_STATED GOAL_
Recast everything in the listing from the line containing "stained adirondack chair" down to the listing's final line, both included, as a numbered list with blank lines omitted.

_SUPPLIED RECORDS_

++++++++

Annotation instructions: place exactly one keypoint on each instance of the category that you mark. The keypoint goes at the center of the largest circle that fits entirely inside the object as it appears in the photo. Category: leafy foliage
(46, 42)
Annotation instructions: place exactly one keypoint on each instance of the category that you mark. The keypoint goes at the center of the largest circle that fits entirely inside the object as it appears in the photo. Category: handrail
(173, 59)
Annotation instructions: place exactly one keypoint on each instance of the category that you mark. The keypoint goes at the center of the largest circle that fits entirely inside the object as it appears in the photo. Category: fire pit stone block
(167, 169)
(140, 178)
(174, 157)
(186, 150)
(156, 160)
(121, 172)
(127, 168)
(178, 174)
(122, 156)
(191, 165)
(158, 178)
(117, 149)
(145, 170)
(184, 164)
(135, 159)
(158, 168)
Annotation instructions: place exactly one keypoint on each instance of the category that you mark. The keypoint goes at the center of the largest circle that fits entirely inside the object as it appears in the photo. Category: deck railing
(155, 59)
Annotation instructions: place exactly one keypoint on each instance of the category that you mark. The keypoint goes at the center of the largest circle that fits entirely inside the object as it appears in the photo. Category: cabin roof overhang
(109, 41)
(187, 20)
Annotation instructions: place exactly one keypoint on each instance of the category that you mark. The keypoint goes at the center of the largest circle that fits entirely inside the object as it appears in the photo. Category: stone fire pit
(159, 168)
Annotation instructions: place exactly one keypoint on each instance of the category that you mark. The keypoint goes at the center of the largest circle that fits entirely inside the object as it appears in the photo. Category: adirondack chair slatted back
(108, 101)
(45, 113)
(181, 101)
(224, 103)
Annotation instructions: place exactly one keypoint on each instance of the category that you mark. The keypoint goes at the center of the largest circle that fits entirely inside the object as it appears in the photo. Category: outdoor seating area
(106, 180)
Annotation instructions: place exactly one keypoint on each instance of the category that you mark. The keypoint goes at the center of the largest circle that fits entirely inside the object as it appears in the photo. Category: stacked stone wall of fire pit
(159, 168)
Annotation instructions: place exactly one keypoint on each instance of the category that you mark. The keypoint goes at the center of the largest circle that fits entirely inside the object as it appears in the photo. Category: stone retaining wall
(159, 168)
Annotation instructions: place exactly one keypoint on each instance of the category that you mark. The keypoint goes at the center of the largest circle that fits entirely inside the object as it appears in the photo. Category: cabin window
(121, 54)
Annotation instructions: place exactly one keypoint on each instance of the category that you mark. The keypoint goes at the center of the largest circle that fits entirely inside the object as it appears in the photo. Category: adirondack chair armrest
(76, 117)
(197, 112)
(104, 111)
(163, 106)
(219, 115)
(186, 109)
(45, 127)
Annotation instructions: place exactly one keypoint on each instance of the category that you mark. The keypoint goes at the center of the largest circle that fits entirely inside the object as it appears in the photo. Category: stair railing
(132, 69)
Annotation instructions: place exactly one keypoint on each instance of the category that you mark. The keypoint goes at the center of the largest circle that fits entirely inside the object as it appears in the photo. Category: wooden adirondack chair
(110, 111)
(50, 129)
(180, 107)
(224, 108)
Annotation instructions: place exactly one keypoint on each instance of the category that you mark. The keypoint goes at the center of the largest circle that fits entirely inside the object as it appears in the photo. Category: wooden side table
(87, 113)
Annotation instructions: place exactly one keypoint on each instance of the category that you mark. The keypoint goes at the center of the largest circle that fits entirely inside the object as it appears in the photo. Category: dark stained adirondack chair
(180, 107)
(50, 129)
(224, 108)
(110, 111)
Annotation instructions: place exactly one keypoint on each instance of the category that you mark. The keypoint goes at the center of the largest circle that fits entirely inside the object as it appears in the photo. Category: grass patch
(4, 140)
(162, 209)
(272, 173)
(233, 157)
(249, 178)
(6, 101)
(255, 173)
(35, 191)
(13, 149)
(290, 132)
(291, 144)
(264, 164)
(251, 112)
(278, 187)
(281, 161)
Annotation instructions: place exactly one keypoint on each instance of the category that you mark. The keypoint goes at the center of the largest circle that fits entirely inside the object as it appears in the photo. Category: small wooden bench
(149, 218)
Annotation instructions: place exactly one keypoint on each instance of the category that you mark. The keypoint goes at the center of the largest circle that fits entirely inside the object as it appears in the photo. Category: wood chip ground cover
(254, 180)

++++++++

_THE REPLY_
1. Annotation instructions: place exactly one keypoint on each instance of the category that you mark. The keypoint goes at the center of the largest circle that fits entirely inside the object as it appears in the photo. Category: dark stained adirondack chair
2. (180, 107)
3. (50, 129)
4. (224, 108)
5. (110, 111)
6. Annotation instructions: place exactly one keypoint on each instance of the category that you mark. The keypoint goes at the center of the largest circle that fits entirely inside the object as it appears in the photo. Category: grass patch
7. (4, 140)
8. (162, 209)
9. (272, 173)
10. (233, 157)
11. (249, 178)
12. (6, 101)
13. (255, 173)
14. (35, 191)
15. (13, 149)
16. (290, 132)
17. (291, 144)
18. (264, 164)
19. (251, 112)
20. (278, 187)
21. (281, 161)
22. Annotation instructions: place exactly one keypoint on each instance of the category that you mark. The keypoint goes at the center of the largest circle that fits entirely inside the object as it appears in the photo. Category: small wooden bench
23. (149, 218)
24. Annotation instructions: place exactly one keypoint on each instance of the category that you mark. The keypoint goes at the center of the largest circle that fits entirely inside the object as it appears in the photo. Category: wood chip ground cover
25. (254, 180)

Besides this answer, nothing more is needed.